# start of Source text

Noah
Noah

Reputation: 1

Hive LLAP Daemon Issues

I have a small Hadoop cluster with a total of 10 nodes, each equipped with 96 cores, 1 TB of RAM, and 32 TB of SSD storage. I'm having trouble enabling Hive LLAP due to the lack of comprehensive documentation. I’ve experimented with various parameter settings and different combinations to run LLAP daemons, but none of them have worked. Here are my cluster configurations:

# hive-site.xml
<property>
    <name>hive.llap.execution.mode</name>
    <value>all</value>
  </property>
  <property>
    <name>hive.execution.mode</name>
    <value>llap</value>
  </property>
  <property>
    <name>hive.llap.daemon.yarn.container.mb</name>
    <value>419840</value>
  </property>
  <property>
    <name>hive.llap.io.memory.size</name>
    <value>41984</value>
  </property>
  <property>
      <name>hive.llap.daemon.service.hosts</name>
      <value>@llap0</value>
  </property>
  <property>
      <name>hive.llap.daemon.num.executors</name>
      <value>8</value>
  </property>
  <property>
      <name>hive.llap.zk.registry.user</name>
      <value>llap</value>
  </property>
  <property>
    <name>hive.llap.daemon.queue.name</name>
    <value>llap</value>
  </property>
# fair-scheduler.xml
<?xml version="1.0"?>
<allocations>
  <pool name="hadoop">
    <minResources>8192mb,1vcores</minResources>
    <maxResources>8396800mb,960vcores</maxResources>
    <maxRunningApps>1000</maxRunningApps>
    <weight>1.0</weight>
    <fairSharePreemptionThreshold>0.7</fairSharePreemptionThreshold>
    <fairSharePreemptionTimeout>5</fairSharePreemptionTimeout>
  </pool>
  <pool name="llap">
    <minResources>8192mb,1vcores</minResources>
    <maxResources>4198400mb,480vcores</maxResources>
    <maxRunningApps>1000</maxRunningApps>
    <weight>2.0</weight>
    <fairSharePreemptionThreshold>0.5</fairSharePreemptionThreshold>
    <fairSharePreemptionTimeout>5</fairSharePreemptionTimeout>
  </pool>
</allocations>

To start LLAP daemons I run below command:

hive --service llap --name llap0 --instances 1 --loglevel debug --cache 41984m --executors 8 --iothreads 2 --size 419840m --xmx 41984m --startImmediately --javaHome $JAVA_HOME

The following command creates an application as a YARN service with the --startImmediately parameter. It appears that the application starts successfully, but when I submit a query, I receive the error shown below:

killed/failed due to:INIT_FAILURE, Fail to create InputInitializerManager, org.apache.tez.dag.api.TezReflectionException: Unable to instantiate class with 1 arguments: org.apache.hadoop.hive.ql.exec.tez.HiveSplitGenerator
  at org.apache.tez.common.ReflectionUtils.getNewInstance(ReflectionUtils.java:68)
  at org.apache.tez.common.ReflectionUtils.createClazzInstance(ReflectionUtils.java:86)

# end of Source text
# start of Provided data

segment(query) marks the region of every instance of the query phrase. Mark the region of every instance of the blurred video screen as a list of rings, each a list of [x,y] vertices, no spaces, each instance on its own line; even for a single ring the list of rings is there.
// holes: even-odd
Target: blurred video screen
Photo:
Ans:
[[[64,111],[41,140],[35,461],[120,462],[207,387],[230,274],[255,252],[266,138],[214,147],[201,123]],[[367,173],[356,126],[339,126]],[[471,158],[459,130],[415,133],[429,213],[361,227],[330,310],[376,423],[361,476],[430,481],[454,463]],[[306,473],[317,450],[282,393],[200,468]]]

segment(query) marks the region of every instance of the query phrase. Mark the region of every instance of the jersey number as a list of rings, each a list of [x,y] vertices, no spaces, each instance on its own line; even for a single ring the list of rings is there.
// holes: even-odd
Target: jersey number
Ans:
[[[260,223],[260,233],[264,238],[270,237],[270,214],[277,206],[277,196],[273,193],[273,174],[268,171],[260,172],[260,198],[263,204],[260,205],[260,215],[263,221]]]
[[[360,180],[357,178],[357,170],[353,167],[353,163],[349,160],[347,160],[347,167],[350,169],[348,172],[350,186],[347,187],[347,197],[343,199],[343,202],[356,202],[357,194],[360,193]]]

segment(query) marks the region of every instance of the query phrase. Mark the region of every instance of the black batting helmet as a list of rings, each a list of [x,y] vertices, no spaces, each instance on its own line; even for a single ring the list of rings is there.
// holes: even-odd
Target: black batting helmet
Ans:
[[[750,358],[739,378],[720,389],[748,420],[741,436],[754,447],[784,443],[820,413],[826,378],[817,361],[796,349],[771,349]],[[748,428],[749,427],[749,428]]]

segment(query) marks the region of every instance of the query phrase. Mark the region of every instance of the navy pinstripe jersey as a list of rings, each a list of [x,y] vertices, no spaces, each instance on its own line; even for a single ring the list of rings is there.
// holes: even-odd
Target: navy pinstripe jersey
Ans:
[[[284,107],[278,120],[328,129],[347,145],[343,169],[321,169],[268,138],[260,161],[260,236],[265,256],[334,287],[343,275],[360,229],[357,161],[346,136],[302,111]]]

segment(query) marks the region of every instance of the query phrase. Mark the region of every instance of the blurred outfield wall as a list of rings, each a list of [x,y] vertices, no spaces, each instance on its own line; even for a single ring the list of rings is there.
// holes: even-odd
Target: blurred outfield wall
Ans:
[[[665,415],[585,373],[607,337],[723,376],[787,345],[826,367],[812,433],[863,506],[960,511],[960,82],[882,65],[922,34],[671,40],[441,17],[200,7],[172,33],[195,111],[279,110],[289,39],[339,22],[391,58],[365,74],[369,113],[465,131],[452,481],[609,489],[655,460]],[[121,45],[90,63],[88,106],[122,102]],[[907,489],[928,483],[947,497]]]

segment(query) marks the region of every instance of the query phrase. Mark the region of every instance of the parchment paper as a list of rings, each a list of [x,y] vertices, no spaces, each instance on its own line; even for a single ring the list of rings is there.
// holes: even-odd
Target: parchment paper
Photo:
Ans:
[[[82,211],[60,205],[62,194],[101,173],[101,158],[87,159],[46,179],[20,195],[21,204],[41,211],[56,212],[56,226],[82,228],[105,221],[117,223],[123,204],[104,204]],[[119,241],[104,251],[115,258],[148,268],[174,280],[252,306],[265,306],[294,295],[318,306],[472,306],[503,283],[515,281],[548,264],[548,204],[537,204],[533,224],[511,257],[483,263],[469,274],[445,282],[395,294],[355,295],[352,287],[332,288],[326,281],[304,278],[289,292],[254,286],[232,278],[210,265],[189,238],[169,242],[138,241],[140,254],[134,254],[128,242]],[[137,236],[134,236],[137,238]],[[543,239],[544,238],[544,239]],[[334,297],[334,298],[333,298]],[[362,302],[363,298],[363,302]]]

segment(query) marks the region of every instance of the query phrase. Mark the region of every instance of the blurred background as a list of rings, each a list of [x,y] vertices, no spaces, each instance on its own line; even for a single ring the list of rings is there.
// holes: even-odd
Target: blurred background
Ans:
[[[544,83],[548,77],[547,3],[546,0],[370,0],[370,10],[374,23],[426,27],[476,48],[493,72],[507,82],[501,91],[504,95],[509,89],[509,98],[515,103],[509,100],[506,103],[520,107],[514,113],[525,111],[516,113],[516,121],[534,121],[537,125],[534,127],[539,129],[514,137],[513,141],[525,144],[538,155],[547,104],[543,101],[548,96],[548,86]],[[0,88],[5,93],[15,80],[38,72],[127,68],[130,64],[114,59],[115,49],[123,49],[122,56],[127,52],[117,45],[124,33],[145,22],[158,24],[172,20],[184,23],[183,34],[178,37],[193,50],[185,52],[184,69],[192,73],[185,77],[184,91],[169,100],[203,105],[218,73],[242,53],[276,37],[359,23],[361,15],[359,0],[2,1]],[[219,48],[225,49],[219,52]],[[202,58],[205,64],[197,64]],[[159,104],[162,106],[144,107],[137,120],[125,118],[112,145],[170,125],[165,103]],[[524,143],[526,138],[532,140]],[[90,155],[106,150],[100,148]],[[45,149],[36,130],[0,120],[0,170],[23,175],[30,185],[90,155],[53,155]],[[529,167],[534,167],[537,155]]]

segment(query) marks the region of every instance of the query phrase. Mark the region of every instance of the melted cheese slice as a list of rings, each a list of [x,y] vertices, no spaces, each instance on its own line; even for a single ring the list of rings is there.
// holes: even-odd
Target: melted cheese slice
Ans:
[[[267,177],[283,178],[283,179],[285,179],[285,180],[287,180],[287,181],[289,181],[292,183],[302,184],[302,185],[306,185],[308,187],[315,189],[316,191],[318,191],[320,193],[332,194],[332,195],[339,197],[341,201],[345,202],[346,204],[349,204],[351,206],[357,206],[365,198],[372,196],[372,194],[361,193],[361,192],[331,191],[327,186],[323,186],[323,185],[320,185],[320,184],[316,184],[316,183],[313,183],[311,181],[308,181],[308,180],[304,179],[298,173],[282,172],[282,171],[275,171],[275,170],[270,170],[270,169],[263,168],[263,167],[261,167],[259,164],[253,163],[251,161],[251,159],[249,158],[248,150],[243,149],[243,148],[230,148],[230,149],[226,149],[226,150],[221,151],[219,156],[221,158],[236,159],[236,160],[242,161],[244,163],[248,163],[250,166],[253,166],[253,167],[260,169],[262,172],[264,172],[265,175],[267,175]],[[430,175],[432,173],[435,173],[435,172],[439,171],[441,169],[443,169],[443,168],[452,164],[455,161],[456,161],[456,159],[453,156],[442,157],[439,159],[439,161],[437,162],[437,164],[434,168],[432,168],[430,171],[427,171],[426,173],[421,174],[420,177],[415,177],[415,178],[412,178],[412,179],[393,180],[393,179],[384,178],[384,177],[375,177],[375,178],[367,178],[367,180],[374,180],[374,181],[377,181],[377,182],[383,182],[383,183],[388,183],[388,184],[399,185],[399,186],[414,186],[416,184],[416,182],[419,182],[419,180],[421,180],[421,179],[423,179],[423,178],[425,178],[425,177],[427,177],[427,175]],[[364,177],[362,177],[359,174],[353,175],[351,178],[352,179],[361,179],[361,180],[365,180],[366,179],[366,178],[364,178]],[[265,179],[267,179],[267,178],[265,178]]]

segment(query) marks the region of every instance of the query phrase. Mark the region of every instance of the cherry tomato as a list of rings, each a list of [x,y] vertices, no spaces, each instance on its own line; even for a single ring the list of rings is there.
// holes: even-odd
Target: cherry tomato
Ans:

# end of Provided data
# start of Provided data

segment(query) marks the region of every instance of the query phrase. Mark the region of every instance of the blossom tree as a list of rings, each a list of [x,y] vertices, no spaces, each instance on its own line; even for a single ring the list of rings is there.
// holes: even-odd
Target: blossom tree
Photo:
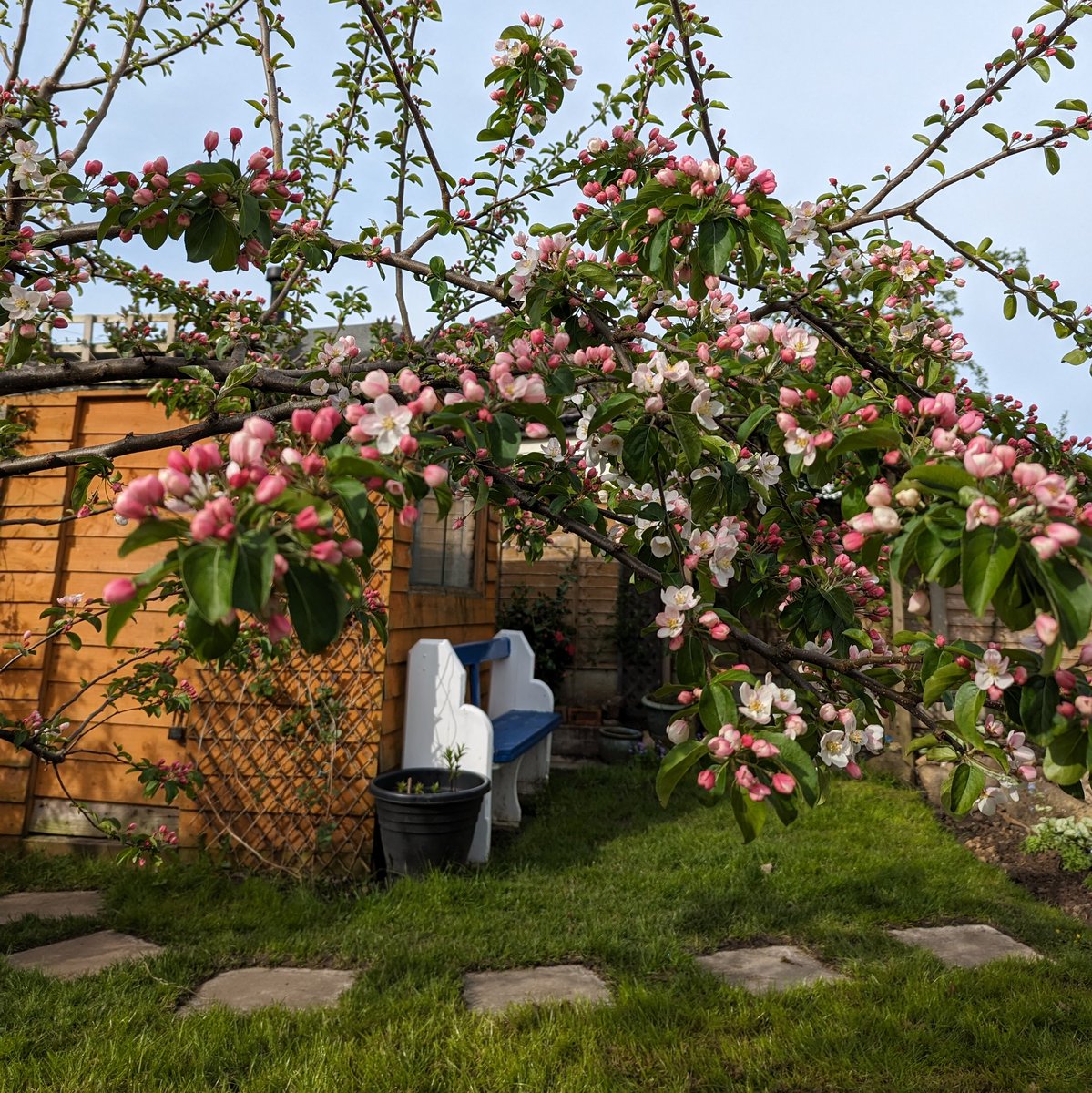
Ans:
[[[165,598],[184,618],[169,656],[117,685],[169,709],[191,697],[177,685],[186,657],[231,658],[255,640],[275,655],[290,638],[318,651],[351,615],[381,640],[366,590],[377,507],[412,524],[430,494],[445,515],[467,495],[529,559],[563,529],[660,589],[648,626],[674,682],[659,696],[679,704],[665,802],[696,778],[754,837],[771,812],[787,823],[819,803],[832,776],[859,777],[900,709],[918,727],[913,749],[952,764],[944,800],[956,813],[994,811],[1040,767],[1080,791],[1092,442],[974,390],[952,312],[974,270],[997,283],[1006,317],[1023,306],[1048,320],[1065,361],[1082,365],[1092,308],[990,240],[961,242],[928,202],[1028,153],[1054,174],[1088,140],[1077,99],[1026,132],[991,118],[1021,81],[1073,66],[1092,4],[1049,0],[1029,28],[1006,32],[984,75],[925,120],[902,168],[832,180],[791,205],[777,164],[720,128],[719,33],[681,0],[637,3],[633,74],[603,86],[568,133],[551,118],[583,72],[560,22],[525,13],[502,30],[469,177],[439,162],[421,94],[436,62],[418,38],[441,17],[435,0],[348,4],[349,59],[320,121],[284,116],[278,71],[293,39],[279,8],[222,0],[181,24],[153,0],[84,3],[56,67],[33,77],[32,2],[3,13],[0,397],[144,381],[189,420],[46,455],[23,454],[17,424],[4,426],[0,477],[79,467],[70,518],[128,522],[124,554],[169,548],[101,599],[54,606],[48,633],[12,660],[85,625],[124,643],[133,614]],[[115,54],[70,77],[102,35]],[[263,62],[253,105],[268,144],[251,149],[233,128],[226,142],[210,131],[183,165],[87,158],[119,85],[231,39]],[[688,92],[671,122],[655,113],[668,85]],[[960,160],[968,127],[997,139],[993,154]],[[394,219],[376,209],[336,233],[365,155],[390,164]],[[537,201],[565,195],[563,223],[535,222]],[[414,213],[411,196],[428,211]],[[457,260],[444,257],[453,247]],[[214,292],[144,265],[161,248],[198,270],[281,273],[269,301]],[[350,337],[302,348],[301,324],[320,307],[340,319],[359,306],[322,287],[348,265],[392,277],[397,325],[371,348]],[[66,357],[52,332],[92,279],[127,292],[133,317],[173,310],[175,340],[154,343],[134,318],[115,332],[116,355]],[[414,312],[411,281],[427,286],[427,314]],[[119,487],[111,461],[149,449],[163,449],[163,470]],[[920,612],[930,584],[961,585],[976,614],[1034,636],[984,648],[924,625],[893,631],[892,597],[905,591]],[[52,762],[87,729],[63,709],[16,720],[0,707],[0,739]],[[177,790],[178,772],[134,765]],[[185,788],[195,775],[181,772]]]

# end of Provided data
# start of Provided data

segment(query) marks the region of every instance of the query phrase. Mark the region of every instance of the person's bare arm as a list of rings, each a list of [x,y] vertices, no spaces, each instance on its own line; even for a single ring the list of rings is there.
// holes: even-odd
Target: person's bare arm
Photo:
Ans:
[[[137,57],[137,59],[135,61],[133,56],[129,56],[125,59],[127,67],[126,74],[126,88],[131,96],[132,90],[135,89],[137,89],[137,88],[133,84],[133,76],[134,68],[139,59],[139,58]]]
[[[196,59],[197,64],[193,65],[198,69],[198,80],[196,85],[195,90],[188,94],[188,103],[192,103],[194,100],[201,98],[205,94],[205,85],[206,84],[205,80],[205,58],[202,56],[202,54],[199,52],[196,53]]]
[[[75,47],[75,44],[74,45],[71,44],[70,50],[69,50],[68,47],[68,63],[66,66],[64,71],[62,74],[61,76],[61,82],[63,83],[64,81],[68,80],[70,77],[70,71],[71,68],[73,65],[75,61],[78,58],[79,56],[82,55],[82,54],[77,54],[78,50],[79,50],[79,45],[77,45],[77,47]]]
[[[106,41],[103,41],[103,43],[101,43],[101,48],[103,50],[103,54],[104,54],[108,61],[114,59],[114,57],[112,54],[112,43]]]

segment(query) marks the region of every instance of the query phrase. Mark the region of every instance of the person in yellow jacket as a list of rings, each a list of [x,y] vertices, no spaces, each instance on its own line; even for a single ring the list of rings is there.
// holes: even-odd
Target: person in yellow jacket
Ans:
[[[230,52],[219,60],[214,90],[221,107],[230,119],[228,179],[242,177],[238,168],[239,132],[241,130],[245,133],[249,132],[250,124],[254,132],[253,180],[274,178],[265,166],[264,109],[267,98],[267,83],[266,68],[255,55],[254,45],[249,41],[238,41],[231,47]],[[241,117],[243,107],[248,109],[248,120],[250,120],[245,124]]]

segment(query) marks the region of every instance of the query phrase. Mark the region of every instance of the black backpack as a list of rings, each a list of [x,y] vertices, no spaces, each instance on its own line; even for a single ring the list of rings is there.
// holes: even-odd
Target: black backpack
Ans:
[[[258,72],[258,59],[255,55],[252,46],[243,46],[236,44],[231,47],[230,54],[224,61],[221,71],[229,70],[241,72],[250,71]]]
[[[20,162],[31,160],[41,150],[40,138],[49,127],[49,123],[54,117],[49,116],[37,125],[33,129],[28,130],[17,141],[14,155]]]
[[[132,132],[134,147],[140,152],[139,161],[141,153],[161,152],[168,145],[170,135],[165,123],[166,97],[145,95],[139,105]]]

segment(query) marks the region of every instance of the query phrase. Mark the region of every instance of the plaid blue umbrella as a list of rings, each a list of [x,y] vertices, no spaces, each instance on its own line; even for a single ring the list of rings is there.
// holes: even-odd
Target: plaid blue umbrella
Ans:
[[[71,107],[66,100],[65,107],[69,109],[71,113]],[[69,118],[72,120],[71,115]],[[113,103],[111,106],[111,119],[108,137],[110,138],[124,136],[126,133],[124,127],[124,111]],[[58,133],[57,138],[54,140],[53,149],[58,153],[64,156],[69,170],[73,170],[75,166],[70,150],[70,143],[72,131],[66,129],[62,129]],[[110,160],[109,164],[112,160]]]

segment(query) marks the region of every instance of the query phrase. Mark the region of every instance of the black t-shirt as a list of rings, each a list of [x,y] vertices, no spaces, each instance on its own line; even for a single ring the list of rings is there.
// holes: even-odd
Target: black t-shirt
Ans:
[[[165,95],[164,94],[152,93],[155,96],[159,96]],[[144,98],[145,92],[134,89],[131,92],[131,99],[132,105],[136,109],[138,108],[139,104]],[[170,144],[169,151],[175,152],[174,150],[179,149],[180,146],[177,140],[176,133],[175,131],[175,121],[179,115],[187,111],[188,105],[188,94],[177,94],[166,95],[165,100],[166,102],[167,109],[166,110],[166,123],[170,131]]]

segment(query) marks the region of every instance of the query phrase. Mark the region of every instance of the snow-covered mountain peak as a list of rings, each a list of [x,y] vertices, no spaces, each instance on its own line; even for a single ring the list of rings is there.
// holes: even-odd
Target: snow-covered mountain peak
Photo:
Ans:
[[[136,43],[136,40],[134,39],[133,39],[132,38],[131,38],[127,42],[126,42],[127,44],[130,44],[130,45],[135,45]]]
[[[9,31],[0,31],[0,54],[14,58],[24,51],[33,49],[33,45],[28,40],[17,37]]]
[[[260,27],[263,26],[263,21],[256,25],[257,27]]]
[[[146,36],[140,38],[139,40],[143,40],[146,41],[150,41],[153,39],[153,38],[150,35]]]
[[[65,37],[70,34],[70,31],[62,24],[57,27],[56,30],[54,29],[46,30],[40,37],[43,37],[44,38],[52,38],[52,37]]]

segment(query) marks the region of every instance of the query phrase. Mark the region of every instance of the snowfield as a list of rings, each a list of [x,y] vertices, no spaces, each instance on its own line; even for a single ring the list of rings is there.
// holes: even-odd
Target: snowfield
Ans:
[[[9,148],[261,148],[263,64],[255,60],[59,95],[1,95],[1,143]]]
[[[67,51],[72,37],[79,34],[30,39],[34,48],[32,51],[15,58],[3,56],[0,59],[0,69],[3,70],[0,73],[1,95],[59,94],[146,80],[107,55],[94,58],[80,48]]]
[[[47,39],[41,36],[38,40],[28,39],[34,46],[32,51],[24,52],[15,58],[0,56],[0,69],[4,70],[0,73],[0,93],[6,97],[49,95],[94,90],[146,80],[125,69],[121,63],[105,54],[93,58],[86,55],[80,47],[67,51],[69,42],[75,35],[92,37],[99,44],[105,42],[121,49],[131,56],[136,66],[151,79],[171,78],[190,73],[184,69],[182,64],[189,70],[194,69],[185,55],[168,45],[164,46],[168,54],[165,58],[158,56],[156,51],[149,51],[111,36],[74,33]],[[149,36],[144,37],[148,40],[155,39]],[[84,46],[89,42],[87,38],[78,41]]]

# end of Provided data

List every property name set in the hive-site.xml section of the Hive LLAP post. Rely only on the Hive LLAP post for the following work.

__Output__
hive.llap.execution.mode
hive.execution.mode
hive.llap.daemon.yarn.container.mb
hive.llap.io.memory.size
hive.llap.daemon.service.hosts
hive.llap.daemon.num.executors
hive.llap.zk.registry.user
hive.llap.daemon.queue.name